RECORD EXTRACTS
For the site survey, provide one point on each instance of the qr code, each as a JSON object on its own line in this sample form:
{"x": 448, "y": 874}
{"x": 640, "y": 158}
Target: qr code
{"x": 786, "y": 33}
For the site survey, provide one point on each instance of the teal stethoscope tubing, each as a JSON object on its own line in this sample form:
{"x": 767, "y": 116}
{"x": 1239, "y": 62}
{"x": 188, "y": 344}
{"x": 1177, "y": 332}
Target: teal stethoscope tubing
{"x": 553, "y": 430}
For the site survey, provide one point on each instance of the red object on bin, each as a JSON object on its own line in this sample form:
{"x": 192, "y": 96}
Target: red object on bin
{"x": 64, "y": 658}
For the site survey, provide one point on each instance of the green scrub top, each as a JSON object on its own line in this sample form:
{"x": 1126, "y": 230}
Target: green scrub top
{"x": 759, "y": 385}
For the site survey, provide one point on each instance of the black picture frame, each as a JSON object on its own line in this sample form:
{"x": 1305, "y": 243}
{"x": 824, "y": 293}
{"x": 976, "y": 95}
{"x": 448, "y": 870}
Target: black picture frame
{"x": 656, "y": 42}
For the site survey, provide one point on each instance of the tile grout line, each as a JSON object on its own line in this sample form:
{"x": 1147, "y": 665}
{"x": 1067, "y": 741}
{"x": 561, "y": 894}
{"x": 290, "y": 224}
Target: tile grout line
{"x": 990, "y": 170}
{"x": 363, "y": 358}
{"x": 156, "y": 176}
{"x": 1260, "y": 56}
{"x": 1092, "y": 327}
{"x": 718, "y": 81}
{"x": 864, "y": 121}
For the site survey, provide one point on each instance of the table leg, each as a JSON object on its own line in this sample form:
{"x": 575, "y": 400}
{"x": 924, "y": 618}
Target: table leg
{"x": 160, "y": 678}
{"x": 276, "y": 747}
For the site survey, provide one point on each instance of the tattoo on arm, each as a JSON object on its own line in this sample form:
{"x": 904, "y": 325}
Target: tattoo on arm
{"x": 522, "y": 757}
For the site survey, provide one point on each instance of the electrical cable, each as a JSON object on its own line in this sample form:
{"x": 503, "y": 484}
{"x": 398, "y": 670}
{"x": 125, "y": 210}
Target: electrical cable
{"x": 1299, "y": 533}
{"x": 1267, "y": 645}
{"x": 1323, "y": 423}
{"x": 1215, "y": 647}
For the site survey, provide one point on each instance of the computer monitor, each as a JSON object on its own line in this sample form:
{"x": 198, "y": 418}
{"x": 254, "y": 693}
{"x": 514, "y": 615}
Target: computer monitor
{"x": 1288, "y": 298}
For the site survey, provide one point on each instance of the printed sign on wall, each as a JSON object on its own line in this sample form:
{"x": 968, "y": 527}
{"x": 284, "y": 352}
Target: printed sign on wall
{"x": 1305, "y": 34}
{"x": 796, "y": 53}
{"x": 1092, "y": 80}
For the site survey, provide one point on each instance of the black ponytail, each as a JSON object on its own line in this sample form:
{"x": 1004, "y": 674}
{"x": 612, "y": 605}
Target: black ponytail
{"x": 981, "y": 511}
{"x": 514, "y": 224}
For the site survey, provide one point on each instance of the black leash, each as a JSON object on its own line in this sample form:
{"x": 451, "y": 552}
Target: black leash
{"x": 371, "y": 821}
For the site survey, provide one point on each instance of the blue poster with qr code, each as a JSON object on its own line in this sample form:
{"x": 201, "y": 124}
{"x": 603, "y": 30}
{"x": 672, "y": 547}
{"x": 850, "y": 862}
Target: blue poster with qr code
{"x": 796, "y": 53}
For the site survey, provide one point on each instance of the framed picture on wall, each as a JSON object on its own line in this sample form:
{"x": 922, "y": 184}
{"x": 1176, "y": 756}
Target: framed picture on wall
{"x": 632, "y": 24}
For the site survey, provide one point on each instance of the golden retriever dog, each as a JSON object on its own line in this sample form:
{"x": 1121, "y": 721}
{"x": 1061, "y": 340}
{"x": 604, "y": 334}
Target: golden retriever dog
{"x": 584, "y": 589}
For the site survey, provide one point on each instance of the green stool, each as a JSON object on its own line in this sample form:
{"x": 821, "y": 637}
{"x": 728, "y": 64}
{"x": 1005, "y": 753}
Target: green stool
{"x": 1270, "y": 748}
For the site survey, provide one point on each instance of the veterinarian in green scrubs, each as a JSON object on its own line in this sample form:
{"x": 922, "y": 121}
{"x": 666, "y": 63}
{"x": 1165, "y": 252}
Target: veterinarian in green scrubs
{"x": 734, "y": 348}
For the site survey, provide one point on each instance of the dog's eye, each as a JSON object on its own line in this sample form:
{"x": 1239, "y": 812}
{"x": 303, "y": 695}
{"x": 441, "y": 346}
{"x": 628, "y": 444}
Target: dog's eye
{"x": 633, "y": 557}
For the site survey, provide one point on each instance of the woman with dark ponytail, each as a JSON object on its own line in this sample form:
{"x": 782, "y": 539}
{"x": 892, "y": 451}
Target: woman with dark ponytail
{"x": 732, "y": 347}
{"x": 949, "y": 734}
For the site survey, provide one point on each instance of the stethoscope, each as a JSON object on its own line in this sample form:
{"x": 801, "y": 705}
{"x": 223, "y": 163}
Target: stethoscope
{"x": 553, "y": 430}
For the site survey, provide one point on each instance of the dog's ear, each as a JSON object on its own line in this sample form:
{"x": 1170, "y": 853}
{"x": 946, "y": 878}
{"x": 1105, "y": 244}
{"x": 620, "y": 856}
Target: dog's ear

PROMPT
The material above must be written out again in full, exactly.

EXERCISE SOLUTION
For the site survey, provide one point on each instance of the qr code, each as a JSON object on its own line in this sample form:
{"x": 448, "y": 874}
{"x": 640, "y": 158}
Target: qr code
{"x": 786, "y": 33}
For the site survey, provide one point on each instance of the teal stethoscope tubing, each as a JSON object on its own line in this sample form:
{"x": 767, "y": 116}
{"x": 1239, "y": 62}
{"x": 188, "y": 344}
{"x": 1177, "y": 332}
Target: teal stethoscope tubing
{"x": 553, "y": 430}
For the site survey, provide one point on each instance of the red object on bin, each as a JSON object on its own line in this sample form:
{"x": 192, "y": 96}
Target: red object on bin
{"x": 64, "y": 658}
For the site survey, provide one point on each instance of the green scrub top, each as a JSON object on its own line in this sample form:
{"x": 1126, "y": 230}
Target: green scrub top
{"x": 759, "y": 385}
For the site survey, provide one point on each instance of the black picture frame, each as a JSON object on its own line in this sample form:
{"x": 1305, "y": 243}
{"x": 824, "y": 293}
{"x": 976, "y": 95}
{"x": 448, "y": 870}
Target: black picture frame
{"x": 656, "y": 42}
For the site survey, provide one point on each instance of the tile grout line, each as a JSON object on its own line in this sample form:
{"x": 1147, "y": 665}
{"x": 1067, "y": 741}
{"x": 561, "y": 894}
{"x": 290, "y": 224}
Target: tile grout line
{"x": 990, "y": 170}
{"x": 363, "y": 358}
{"x": 156, "y": 176}
{"x": 1260, "y": 56}
{"x": 1092, "y": 327}
{"x": 718, "y": 81}
{"x": 864, "y": 121}
For the site survey, provide one point on each instance of the table leg, each as a JSON object on its own line in this sample form:
{"x": 575, "y": 400}
{"x": 924, "y": 618}
Target: table leg
{"x": 160, "y": 678}
{"x": 276, "y": 747}
For the site survey, provide one point on each instance of the tattoo on arm, each as a JSON object on its own line in this sample form:
{"x": 904, "y": 325}
Target: tattoo on arm
{"x": 522, "y": 757}
For the site survey, provide one point on each instance of the electrical cable, each as a JSON object on its own line in this sample form:
{"x": 503, "y": 484}
{"x": 398, "y": 670}
{"x": 125, "y": 210}
Target: electrical cable
{"x": 1299, "y": 533}
{"x": 1267, "y": 645}
{"x": 1323, "y": 423}
{"x": 1215, "y": 647}
For the site survey, provide one point on each instance of the computer monitor, each as a JSON object on its own line in this sample form:
{"x": 198, "y": 418}
{"x": 254, "y": 693}
{"x": 514, "y": 615}
Target: computer monitor
{"x": 1288, "y": 298}
For the site survey, provide one point on each instance of the printed sign on wall, each as a JSON object on its own line in this sample form:
{"x": 968, "y": 527}
{"x": 284, "y": 352}
Target: printed sign on wall
{"x": 1305, "y": 34}
{"x": 796, "y": 53}
{"x": 1092, "y": 80}
For the site survey, provide one point on each instance of the black ponytail, each as a JSON object on its own line in this sample form:
{"x": 1004, "y": 674}
{"x": 612, "y": 605}
Target: black ponytail
{"x": 981, "y": 511}
{"x": 514, "y": 224}
For the site survey, provide one point on each instance of the black leash, each as a JSON object on its own line in this sample form:
{"x": 451, "y": 552}
Target: black leash
{"x": 371, "y": 821}
For the site survey, provide one point on each instance of the blue poster with qr code, each as a JSON object on its own line in this sample form:
{"x": 201, "y": 124}
{"x": 603, "y": 30}
{"x": 672, "y": 547}
{"x": 850, "y": 862}
Target: blue poster with qr code
{"x": 796, "y": 53}
For the site survey, provide one point on each instance of the framed picture on wall, each as a JSON object on its own line in this sample form:
{"x": 922, "y": 184}
{"x": 1176, "y": 756}
Target: framed picture on wall
{"x": 632, "y": 24}
For the site survey, provide one point on each instance of the golden retriever dog, each as a JSON object on its own line in this sample form:
{"x": 1121, "y": 721}
{"x": 1061, "y": 340}
{"x": 604, "y": 334}
Target: golden retriever dog
{"x": 584, "y": 589}
For the site survey, provide one point on each instance of the green stool, each as a JSON object on its own line in this sample form:
{"x": 821, "y": 637}
{"x": 728, "y": 64}
{"x": 1005, "y": 753}
Target: green stool
{"x": 1270, "y": 748}
For the site survey, provide one point on each instance of the veterinarian in green scrubs, each as a JSON object on its own line in this sample form:
{"x": 922, "y": 121}
{"x": 666, "y": 63}
{"x": 1165, "y": 252}
Target: veterinarian in green scrubs
{"x": 734, "y": 348}
For the site survey, provide one point on each instance of the dog's eye, each as a JSON object on its own line in this sample form:
{"x": 1239, "y": 812}
{"x": 303, "y": 695}
{"x": 441, "y": 346}
{"x": 628, "y": 444}
Target: dog's eye
{"x": 633, "y": 557}
For the site survey, provide one point on each instance of the woman with dark ponytail, each as a JSON object on its own line in this sample form:
{"x": 782, "y": 539}
{"x": 892, "y": 451}
Target: woman with dark ponytail
{"x": 732, "y": 347}
{"x": 949, "y": 734}
For the site survey, provide one point on each instance of the stethoscope, each as a JSON object on its own line in this sample form:
{"x": 801, "y": 705}
{"x": 223, "y": 163}
Target: stethoscope
{"x": 553, "y": 430}
For the site survey, provide one point on each instance of the dog's ear, each as a JSON object on its own line in this sample form:
{"x": 1170, "y": 853}
{"x": 946, "y": 878}
{"x": 1105, "y": 244}
{"x": 620, "y": 856}
Target: dog's ear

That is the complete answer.